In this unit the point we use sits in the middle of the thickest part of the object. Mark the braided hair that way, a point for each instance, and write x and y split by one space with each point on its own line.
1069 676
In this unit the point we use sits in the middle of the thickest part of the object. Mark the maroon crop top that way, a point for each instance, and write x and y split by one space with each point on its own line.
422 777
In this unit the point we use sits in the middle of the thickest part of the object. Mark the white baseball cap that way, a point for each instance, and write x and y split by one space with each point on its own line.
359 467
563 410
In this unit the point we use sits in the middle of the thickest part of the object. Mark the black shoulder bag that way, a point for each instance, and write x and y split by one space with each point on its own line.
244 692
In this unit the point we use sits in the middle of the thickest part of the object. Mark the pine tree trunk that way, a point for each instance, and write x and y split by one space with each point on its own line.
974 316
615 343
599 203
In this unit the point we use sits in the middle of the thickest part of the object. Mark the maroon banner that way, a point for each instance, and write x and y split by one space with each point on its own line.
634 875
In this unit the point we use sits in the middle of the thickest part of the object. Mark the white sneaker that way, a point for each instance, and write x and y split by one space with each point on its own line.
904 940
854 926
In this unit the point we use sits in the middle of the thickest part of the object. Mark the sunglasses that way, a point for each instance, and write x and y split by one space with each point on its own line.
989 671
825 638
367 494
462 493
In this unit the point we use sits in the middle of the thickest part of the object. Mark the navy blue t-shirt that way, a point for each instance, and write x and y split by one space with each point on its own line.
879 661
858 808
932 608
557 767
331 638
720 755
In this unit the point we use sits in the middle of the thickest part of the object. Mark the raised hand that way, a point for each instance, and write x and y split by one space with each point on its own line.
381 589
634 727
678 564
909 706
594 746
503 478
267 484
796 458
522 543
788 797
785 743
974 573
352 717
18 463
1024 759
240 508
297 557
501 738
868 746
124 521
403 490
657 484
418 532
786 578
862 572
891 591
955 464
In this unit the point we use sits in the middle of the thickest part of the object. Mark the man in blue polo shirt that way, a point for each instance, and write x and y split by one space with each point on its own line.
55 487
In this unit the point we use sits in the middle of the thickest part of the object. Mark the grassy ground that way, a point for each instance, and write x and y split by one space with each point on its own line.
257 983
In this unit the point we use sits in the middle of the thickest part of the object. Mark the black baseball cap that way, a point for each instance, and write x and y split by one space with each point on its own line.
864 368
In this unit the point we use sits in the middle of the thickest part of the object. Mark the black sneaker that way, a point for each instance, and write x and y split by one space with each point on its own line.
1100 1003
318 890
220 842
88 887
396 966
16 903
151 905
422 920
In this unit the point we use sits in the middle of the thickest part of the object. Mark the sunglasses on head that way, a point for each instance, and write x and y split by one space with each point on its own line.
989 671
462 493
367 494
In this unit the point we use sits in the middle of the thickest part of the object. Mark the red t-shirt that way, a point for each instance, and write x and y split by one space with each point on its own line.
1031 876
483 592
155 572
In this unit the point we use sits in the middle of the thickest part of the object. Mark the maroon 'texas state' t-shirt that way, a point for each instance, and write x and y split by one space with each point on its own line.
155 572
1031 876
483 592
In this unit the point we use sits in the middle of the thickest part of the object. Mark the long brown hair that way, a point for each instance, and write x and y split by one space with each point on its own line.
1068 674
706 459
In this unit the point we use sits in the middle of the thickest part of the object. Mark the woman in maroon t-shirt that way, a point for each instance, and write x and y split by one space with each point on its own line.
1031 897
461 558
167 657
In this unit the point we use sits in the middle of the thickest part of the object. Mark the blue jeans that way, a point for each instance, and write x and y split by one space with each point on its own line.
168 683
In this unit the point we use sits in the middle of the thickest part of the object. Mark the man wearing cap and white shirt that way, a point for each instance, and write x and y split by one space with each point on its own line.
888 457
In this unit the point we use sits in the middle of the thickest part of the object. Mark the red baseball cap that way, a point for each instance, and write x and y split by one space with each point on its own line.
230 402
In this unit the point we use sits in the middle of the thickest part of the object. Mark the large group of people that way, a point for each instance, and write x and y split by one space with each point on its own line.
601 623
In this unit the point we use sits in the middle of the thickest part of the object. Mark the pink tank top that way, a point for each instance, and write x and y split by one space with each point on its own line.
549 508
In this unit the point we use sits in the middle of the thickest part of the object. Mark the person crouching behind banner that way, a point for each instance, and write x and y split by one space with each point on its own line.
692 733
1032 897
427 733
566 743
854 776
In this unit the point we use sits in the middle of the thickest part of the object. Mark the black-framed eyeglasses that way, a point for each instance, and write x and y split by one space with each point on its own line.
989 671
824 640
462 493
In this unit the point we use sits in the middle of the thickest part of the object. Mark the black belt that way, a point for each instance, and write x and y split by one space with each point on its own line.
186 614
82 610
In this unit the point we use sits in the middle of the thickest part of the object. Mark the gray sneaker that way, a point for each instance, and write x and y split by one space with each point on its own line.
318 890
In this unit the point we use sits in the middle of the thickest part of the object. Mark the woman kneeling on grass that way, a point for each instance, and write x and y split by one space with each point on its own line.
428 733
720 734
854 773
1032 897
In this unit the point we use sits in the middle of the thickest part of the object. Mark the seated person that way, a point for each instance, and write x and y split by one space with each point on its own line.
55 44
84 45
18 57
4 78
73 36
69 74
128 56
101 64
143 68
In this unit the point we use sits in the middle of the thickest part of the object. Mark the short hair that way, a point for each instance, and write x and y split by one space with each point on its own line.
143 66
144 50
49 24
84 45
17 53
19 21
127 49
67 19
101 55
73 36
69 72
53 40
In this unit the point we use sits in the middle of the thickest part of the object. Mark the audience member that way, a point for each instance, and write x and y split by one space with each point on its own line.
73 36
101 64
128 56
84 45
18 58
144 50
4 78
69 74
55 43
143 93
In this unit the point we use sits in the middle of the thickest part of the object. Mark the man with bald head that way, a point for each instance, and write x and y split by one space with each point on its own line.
################
Repeat the records verbatim, every one of them.

▶ Result below
In this unit the point we use sits in the middle of the thickest part of the object. Mark the braided hair that way, a point for each instance, and write x and y split by one space with each point on its own line.
1069 676
In this unit the point we use sits in the middle of the thickest part of the object. Mark the maroon crop top that way, a point for each instance, and write x and y split by one space with each point on its own line.
422 777
In this unit the point we use sits in the middle of the thickest part of the object. Mark the white baseball cap that way, a point for each instance, and write x and y split by one space with each point on its own line.
359 467
563 410
In this unit the point we use sits in the middle of the thickest part of the object. Mark the black shoulder bag that way, a point for each instance, and write x and y split by one space with each point on its own line.
244 692
In this unit the point we use sits in the middle of the thickest part of the object. Mark the pine tree trunk that way, a point for each instance, and write x and y split by one space with each point on its own line.
974 316
615 343
599 203
In this unit the point we use sits in the middle of the thickest part of the object. Mark the maroon banner that way, a point for each instance, and write x and y split by one space with each point on its own line.
634 875
In this unit the point we use sits in the middle of the thickest part of the object. Mark the white sneaker that way, a point for each instance, and write x and y split by one space with each point on its own line.
904 940
854 926
In this unit the point we use sits in the middle of the thickest part of the object. Mark the sunglasses that way, a point for each instance, and write x and y split by one space with each point on its own line.
989 671
825 638
367 494
462 493
In this unit the point we use sits in the middle of the thickest part of the object. Mark the navy blue t-shirt that way, a point for each instance, and write x and y split by one space with each point on its own line.
879 661
858 808
932 608
557 767
331 638
720 755
In this unit the point we use sits in the middle of the thickest part of the object. Mark the raised hand that way, a point for each instance, and write x and y split by one space with each point on its own line.
381 589
634 727
678 564
909 706
594 746
503 478
267 484
796 458
522 543
788 797
785 743
974 573
352 717
18 463
1024 759
240 508
297 557
501 738
868 746
124 521
403 490
657 484
418 532
786 578
862 572
891 591
955 464
In this unit the point we use sits in the middle of the thickest part of the object. Mark the man in blue polo shirt that way, a point for each instance, and write x and y split by one space with each point on its own line.
55 487
In this unit the point we use sits in the middle of the thickest part of the object. Mark the grassy ground that way, a point for each instance, and write x and y split by one space with each point on its own line.
257 983
In this unit the point we use sits in the middle of the thickest part of the object. Mark the black baseball cap that way, a point for each instance, and write x and y split by one space with each point on its own line.
864 368
In this unit the point we use sits in the middle of the thickest part of the object. Mark the black sneaker that way, a point for each instance, and write x and y split by one space with each point on its own line.
1100 1003
318 890
220 842
88 887
396 966
16 903
151 905
422 920
In this unit the point we use sits in the middle of the thickest part of the object. Mark the sunglasses on head that way, a point for each instance, and write x and y split by one space with each point on its own line.
989 671
462 493
367 494
In this unit the point we use sits in the middle of the thickest part of the object. Mark the red t-shirt that way, a point for each instance, and write x and y split by one space with each point on its own line.
1031 876
483 592
155 572
In this unit the point we use sits in the middle of the thickest part of the object. Mark the maroon 'texas state' t-shirt that way, a point for each instance, and write x and y split by one space with each point on its own line.
155 572
1031 876
483 592
In this unit the point we use sits in the middle of the thickest part of the object. Mark the long brown hair that way, a point for each instance, and write x and y split by one space with each point on its own line.
1068 674
706 459
In this unit the point we use sits in the middle of the thickest part of the object. Mark the woman in maroon t-shirt that way, a point for each instance, and write x and y split by one space with each point on its own line.
1031 897
461 558
167 657
In this unit the point we use sits in the middle of the thickest part of the object. Mark the blue jeans that way, a point for each instance, and write x and y split by one space with each point on its own line.
168 683
In this unit the point we use sits in the middle of the thickest part of the object. Mark the man wearing cap and white shirt that way, a point for each instance, and write x and y split by one space with each point on its own line.
888 457
In this unit the point we use sits in the middle of the thickest part of the object. Mark the red baseball cap that way, a point for each instance, and write x and y split by one space with each point on its own line.
230 402
In this unit the point we use sits in the middle of the thickest part of the object. Mark the large group of people that way, a point for each instance, and write x and y split by one space with each point on its own line.
601 623
In this unit the point we use sits in the middle of the thickest part of the object. Mark the pink tank top that way, a point for each instance, and write x and y split by one space with each point on its own line.
549 508
In this unit the point we use sits in the middle of the thickest part of the object. Mark the person crouching behind banner that way, a point for each instance, and write x and y split by one space with each point on its own line.
692 733
1032 897
427 733
566 743
854 776
In this unit the point we use sits in the middle of the thickest part of the object. Mark the black-framed eyeglasses that way, a point for each instance, and write x and y split by one space with each point on its own line.
989 671
824 640
462 493
In this unit the point we use sits in the middle of the thickest part of the object. Mark the black belt that way, a point for each instance, and write x and y split by one space with each point on its own line.
186 614
82 610
In this unit the point we use sits in the middle of the thickest part of the object. Mark the gray sneaker that way, a point for each instance, and write x and y split by one space with each point on its own line.
318 890
In this unit the point we use sits in the middle of the thickest part of the object. Mark the woman kneeling on grass that way, a point for each instance, and write x and y split by one space with each point on its own line.
428 733
720 734
854 773
1032 897
In this unit the point we use sits in the middle of the thickest part of the object. Mark the seated person that way, a point for each instance, and write x and y split by one space with each point on its own line.
55 44
84 45
18 57
4 78
73 36
69 74
128 56
101 64
143 68
In this unit the point we use sits in the middle of the thickest part of the object. Mark the short hair that way, a point for each instance, and write x and y split by one space with each point on its own line.
143 66
144 50
49 24
84 45
17 53
19 21
127 49
67 19
101 55
73 36
69 72
53 40
In this unit the point we use sits in the middle of the thickest part of the object. Mark the audience member that way, a point for each instance, and write x and y split by one space with each point on its own line.
73 36
101 64
128 56
84 45
18 58
144 50
4 78
69 74
55 43
143 93
In this unit the point we use sits in the middle of the thickest part of the object. Mark the man with bald head that way, a point for each instance, and write x and y split by one space with each point on its own line.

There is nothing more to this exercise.